Do this: Below are some records; reproduce every one of them exactly.

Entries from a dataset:

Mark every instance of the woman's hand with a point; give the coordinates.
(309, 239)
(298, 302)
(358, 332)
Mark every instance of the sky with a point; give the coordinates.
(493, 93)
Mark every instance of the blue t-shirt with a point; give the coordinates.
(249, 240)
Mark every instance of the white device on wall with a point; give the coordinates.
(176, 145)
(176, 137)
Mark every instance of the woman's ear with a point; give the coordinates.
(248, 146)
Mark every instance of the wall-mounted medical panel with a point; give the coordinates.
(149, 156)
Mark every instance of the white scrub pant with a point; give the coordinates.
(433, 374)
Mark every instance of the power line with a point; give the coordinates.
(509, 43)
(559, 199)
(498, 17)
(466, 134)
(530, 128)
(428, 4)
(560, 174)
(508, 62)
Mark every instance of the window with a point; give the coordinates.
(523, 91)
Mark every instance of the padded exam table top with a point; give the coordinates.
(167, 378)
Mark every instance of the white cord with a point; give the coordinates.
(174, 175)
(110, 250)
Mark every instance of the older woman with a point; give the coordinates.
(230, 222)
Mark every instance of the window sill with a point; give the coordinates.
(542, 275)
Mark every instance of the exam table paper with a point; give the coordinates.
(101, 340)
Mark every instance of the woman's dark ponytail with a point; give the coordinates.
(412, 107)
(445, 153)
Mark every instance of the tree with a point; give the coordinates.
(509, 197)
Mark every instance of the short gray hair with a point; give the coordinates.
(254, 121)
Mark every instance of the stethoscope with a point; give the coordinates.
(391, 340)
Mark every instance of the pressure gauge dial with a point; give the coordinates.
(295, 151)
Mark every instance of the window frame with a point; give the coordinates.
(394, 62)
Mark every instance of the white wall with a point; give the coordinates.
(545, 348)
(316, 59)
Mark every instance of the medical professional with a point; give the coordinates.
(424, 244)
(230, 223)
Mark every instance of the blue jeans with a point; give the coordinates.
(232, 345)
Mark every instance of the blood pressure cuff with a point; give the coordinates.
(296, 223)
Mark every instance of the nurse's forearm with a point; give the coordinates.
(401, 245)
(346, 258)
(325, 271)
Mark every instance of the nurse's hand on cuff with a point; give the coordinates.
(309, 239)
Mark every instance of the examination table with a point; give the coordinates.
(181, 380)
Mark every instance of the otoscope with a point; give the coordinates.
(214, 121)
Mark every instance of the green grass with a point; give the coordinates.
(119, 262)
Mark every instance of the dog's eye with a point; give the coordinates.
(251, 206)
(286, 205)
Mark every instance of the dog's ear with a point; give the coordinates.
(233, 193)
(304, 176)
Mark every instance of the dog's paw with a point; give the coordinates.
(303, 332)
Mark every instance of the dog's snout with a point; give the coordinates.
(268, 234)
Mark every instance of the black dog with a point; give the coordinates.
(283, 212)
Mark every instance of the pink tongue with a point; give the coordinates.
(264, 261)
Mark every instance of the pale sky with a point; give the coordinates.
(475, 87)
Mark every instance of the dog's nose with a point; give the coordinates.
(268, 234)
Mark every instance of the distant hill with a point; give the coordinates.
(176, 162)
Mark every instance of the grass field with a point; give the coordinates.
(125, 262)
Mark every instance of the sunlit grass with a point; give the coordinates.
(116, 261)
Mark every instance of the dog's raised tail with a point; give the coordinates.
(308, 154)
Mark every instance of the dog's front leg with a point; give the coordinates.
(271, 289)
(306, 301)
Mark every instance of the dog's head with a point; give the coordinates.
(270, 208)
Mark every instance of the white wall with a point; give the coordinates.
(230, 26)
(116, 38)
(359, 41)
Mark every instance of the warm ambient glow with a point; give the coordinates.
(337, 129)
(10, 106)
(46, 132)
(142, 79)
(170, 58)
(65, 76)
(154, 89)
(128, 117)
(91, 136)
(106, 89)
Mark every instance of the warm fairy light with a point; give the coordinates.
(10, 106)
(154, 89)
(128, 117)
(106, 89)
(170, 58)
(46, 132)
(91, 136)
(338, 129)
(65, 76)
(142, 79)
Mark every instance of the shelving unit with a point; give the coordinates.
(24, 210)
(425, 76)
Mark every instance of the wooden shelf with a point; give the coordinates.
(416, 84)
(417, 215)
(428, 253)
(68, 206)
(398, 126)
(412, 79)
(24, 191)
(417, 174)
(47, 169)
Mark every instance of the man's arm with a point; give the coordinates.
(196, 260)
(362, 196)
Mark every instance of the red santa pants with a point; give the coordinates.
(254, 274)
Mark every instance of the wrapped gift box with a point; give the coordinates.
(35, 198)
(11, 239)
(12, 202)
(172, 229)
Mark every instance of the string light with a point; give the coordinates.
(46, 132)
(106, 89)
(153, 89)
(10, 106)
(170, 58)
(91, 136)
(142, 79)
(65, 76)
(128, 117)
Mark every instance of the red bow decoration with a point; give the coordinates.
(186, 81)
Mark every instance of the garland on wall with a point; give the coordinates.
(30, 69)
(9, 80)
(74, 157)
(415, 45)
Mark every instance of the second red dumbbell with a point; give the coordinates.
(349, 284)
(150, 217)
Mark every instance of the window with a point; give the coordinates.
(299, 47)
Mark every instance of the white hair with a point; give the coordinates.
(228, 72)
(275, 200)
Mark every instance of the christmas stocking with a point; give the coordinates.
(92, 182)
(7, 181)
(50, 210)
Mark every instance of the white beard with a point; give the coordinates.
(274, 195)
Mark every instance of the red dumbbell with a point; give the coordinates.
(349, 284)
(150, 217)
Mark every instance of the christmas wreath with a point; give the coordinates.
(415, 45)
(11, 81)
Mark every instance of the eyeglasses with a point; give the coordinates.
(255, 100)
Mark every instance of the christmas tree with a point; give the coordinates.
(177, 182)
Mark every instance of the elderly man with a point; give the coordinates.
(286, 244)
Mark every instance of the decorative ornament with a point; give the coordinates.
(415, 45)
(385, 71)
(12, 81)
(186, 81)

Expected answer:
Mark every instance of the woman's hand with a point; give the coordinates.
(309, 239)
(298, 302)
(358, 332)
Mark every instance of the sky with a point; give the coordinates.
(493, 93)
Mark every instance of the blue t-shirt with a point; give the coordinates.
(249, 240)
Mark every instance of the white device on wall with a point; give the coordinates.
(176, 145)
(176, 137)
Mark every instance of the woman's ear with a point; give the coordinates.
(248, 146)
Mark every instance of the wall-mounted medical panel with a point; give the coordinates.
(149, 156)
Mark every instance of the white scrub pant with a point; give the coordinates.
(433, 374)
Mark every instance of the power line with a point; give the coordinates.
(509, 43)
(559, 199)
(498, 17)
(466, 134)
(530, 128)
(428, 4)
(560, 174)
(508, 62)
Mark every instance of the window with a point; give the coordinates.
(523, 91)
Mark every instance of the padded exam table top with a point; give the coordinates.
(167, 378)
Mark every instance of the white cord with a point; give the coordinates.
(174, 175)
(110, 250)
Mark every instance of the older woman with a point; give the coordinates.
(230, 222)
Mark every instance of the window sill with a point; give the coordinates.
(542, 275)
Mark every instance of the exam table paper with a point; give the coordinates.
(101, 340)
Mark every instance of the woman's dark ponytail with a point; give the coordinates.
(412, 107)
(445, 153)
Mark every instance of the tree with a point; give the coordinates.
(509, 197)
Mark every instance of the short gray hair with a point; give the coordinates.
(254, 121)
Mark every instance of the stethoscope with a point; give the coordinates.
(391, 340)
Mark every instance of the pressure gauge dial with a point; give the coordinates.
(295, 151)
Mark every instance of the window frame with a point; give the coordinates.
(394, 62)
Mark every instance of the white wall with a point; give the coordinates.
(545, 348)
(316, 59)
Mark every instance of the medical professional with a point; give the coordinates.
(424, 244)
(230, 223)
Mark every instance of the blue jeans with a point; give the coordinates.
(232, 345)
Mark every instance of the blood pressure cuff with a point; give the coordinates.
(296, 223)
Mark every instance of the nurse's forearm with a point; give the coordinates.
(401, 245)
(346, 258)
(325, 271)
Mark every instance of the nurse's hand on cuff with a point; give the coordinates.
(309, 239)
Mark every instance of the examination table with a point; give the coordinates.
(181, 380)
Mark every instance of the otoscope with a point; give the coordinates.
(214, 121)
Mark every instance of the green grass with a point; give the coordinates.
(119, 262)
Mark every instance of the dog's eye with a point; give the coordinates.
(251, 206)
(286, 205)
Mark every instance of the dog's ear with a point; give the coordinates.
(233, 193)
(304, 176)
Mark every instance of the dog's paw with a point; give the coordinates.
(303, 332)
Mark every instance of the dog's snout with a point; give the coordinates.
(268, 234)
Mark every instance of the black dog with a point; give the coordinates.
(283, 212)
Mark every instance of the pink tongue with a point; give the coordinates.
(264, 261)
Mark every instance of the pale sky with a point; give the coordinates.
(475, 87)
Mark every instance of the dog's nose with a point; give the coordinates.
(268, 234)
Mark every instance of the distant hill with a point; give the coordinates.
(176, 162)
Mark every instance of the grass field with a point; give the coordinates.
(125, 262)
Mark every instance of the sunlit grass with a point; give the coordinates.
(116, 261)
Mark every instance of the dog's raised tail with a point; give the coordinates.
(308, 154)
Mark every instance of the dog's front leg with a point; give the coordinates.
(271, 289)
(306, 301)
Mark every instance of the dog's head with a point; give the coordinates.
(270, 208)
Mark every instance of the white wall with a point; give the coordinates.
(230, 26)
(116, 38)
(359, 41)
Mark every instance of the warm ambient glow with a point; give the coordinates.
(337, 129)
(10, 106)
(46, 132)
(142, 79)
(170, 58)
(65, 76)
(154, 89)
(128, 117)
(91, 136)
(106, 89)
Mark every instance of the warm fairy light with a point; give the coordinates.
(10, 106)
(154, 89)
(128, 117)
(106, 89)
(170, 58)
(46, 132)
(91, 136)
(338, 129)
(65, 76)
(142, 79)
Mark every instance of the shelving unit with a point; give the coordinates.
(24, 210)
(425, 76)
Mark every instance of the wooden shelf with a point; give the coordinates.
(416, 84)
(417, 215)
(428, 253)
(68, 206)
(398, 126)
(412, 79)
(24, 191)
(417, 174)
(47, 169)
Mark every instance of the man's arm with a point; give the coordinates.
(196, 260)
(362, 196)
Mark every instance of the red santa pants with a point; give the coordinates.
(254, 274)
Mark every instance of the wrapped gift box with a point; give the coordinates.
(35, 198)
(11, 239)
(12, 202)
(172, 229)
Mark every instance of the string light with a point; give the coordinates.
(46, 132)
(106, 89)
(153, 89)
(10, 106)
(170, 58)
(91, 136)
(142, 79)
(65, 76)
(128, 117)
Mark every instance of the red bow decoration with a point; give the coordinates.
(186, 81)
Mark every instance of the garland on wall with a point; give the coordinates.
(30, 69)
(9, 80)
(74, 157)
(415, 45)
Mark every instance of the second red dumbbell with a point; give the coordinates.
(349, 284)
(150, 217)
Mark every instance of the window with a point; give the coordinates.
(299, 47)
Mark every instance of the white hair with a point; give the coordinates.
(228, 72)
(275, 200)
Mark every instance of the christmas stocking with a point; give the coordinates.
(92, 182)
(7, 181)
(50, 210)
Mark every instance of the white beard with a point; give the coordinates.
(274, 195)
Mark every instance of the red dumbbell with a point; give the coordinates.
(349, 284)
(150, 217)
Mark every instance of the christmas wreath with a point; give the coordinates.
(415, 45)
(11, 81)
Mark every instance of the eyeglasses with a point; give the coordinates.
(255, 100)
Mark every instance of the christmas tree with a point; give the coordinates.
(177, 182)
Mark every instance of the elderly man with a point; give the coordinates.
(286, 244)
Mark every instance of the decorative ornament with a point; give the coordinates.
(415, 45)
(385, 71)
(12, 81)
(186, 81)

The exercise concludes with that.